• Görev a: Kayıtlarda "Mark every instance of the clothing" ifadesini içeren satırdan kayıtların sonuna kadar uzanan kısmı, boş satırları atlayıp her satır bir dize olacak şekilde bir JSON listesine dönüştürür müsün? Yalnızca bu satırları ver.

Teşekkürler Moody’s

Teşekkürler Moody’s
Bizi bir dertten kurtardın. Not artırdığın günden beri Hasan Cemal gibileri ha bugün ha yarın notumuzu düşürmeni bekliyordu. Nihayet kararını verdin.
Ancak…
Not artırdığında asgari ücret 800 TL’ydi, notumuz düştüğünde 1300 TL…
Not artırdığında cari açık yüzde 10’lara çıkmıştı, not düşürdüğünüzde yüzde 4,5’lara indi…
Not artırdığında faizler yüzde 5’lerden yüzde 12’lere tırmanmıştı, not düşürdüğünde 12’lerden 7’lere düştü…
Not artırdığında emekli maaşlarına zam yapamamıştık, not düşürdüğünde emekli maaşları hayli arttı.
Not artırdığında gezi eylemleri başlamış, köprü baraj yapılması engellenmek istenmişti, not düşürdüğünde Yavuz Sultan Selim, Osman Gazi Köprüleri hizmete açıldı…
Not artırdığında FETÖ’ cüler at koşturuyordu, not düşürdüğünüzde temizleniyor…
Notumuzu artırdığında kredi kartı taksit sayısı 9’a düşmüştü, şimdi taksit sayısı artıyor…
Hükümet bütçe fazlası veriyor, Moody’s not indiriyor,
Hükümet otomatik bireysel emeklilik fonu kurarak tasarrufları artırıyor, Moody’s not indiriyor,
Stratejik altyapı yatırımlarını, sermaye piyasalarını ve dış yatırımları desteklemek için Varlık Fonu kuruluyor, Moody’s not indiriyor.
Türkiye 27 çeyrekte kesintisiz büyüyor, Moody’s not indiriyor.
Başbakan Binali Yıldırım teşvik paketi açıklıyor, Moody’s not indiriyor.
Türkiye kenetleniyor FETÖ darbe girişimini engelliyor, Moody’s not indiriyor.
Türkiye DAEŞ mevzilerini vuruyor, Suriye sınırından terör örgütlerini söküyor, Moody’s not indiriyor.
Binali Yıldırım, düşmanlarımızı azaltacağız, dostlarımızın sayısını artıracağız diyor, Moody’s not indiriyor.
Rusya’yla ilişkilerimiz normalleşiyor, Moody’s not indiriyor.
Bu nasıl not ki, Türkiye safralarından kurtuldukça notu düşüyor?
Notumuzu yatırım yapılabilir düzeye çıkardığın 2013 yılından bu yana başımıza gelmeyen kalmadı. Sen notumuzu yükselttin, Gezi olaylarıyla Türkiye’yi karıştırdılar. Notumuzu yatırım yapılabilir seviyede tuttun, FETÖ ‘nün 17/25 Aralık Hükümeti devirme planı devreye sokuldu. Sen hala Türkiye’yi yatırım yapılabilir seviyede görüyordun, bu kez 15 Temmuz darbe girişimiyle karşılaştık.
Sen yatırım yapılabilir gördüğün için Türkiye’ye yatırım falan yapılmıyor. Bilakis elimizdekileri de alıp götürüyorlar.

• İşlenecek veriler:
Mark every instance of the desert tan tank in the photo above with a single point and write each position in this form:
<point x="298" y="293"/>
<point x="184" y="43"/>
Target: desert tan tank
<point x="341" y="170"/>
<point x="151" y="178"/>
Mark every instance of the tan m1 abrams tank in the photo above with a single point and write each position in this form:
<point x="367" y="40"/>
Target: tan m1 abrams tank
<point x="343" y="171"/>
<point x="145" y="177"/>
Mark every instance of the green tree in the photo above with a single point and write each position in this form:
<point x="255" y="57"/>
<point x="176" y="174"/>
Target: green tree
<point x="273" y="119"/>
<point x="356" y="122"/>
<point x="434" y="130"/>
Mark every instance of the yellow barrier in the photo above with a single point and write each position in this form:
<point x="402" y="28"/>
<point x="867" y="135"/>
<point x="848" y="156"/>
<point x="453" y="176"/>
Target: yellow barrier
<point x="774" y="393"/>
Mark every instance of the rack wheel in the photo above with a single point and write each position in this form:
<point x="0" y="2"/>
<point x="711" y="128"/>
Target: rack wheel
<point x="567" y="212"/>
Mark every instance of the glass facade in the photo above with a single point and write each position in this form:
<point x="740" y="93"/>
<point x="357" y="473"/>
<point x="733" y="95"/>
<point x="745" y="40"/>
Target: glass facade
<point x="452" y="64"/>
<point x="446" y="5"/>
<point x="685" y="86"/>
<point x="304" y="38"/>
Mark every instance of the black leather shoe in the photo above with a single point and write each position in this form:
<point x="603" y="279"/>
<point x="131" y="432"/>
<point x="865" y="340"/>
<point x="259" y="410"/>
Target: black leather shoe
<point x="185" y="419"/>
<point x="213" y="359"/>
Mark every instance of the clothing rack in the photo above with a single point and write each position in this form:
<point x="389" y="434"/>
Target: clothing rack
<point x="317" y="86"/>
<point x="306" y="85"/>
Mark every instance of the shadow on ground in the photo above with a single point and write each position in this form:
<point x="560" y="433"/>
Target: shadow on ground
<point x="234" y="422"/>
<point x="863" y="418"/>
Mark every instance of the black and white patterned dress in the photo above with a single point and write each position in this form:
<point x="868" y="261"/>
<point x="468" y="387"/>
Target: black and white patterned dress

• Görev b: Moody's üzerine yazı, not 2013'te yatırım yapılabilir düzeye çıkarıldığından bu yana Türkiye'nin başına gelen hangi olayları sayıyor?

• Alıştırma cevabı a:
[
  "Mark every instance of the clothing rack in the photo above with a single point and write each position in this form:",
  "<point x=\"389\" y=\"434\"/>",
  "Target: clothing rack",
  "<point x=\"317\" y=\"86\"/>",
  "<point x=\"306\" y=\"85\"/>",
  "Mark every instance of the shadow on ground in the photo above with a single point and write each position in this form:",
  "<point x=\"560\" y=\"433\"/>",
  "Target: shadow on ground",
  "<point x=\"234\" y=\"422\"/>",
  "<point x=\"863\" y=\"418\"/>",
  "Mark every instance of the black and white patterned dress in the photo above with a single point and write each position in this form:",
  "<point x=\"868\" y=\"261\"/>",
  "<point x=\"468\" y=\"387\"/>",
  "Target: black and white patterned dress"
]

• Alıştırma cevabı b:
- Gezi olayları
- FETÖ'nün 17/25 Aralık Hükümeti devirme planı
- 15 Temmuz darbe girişimi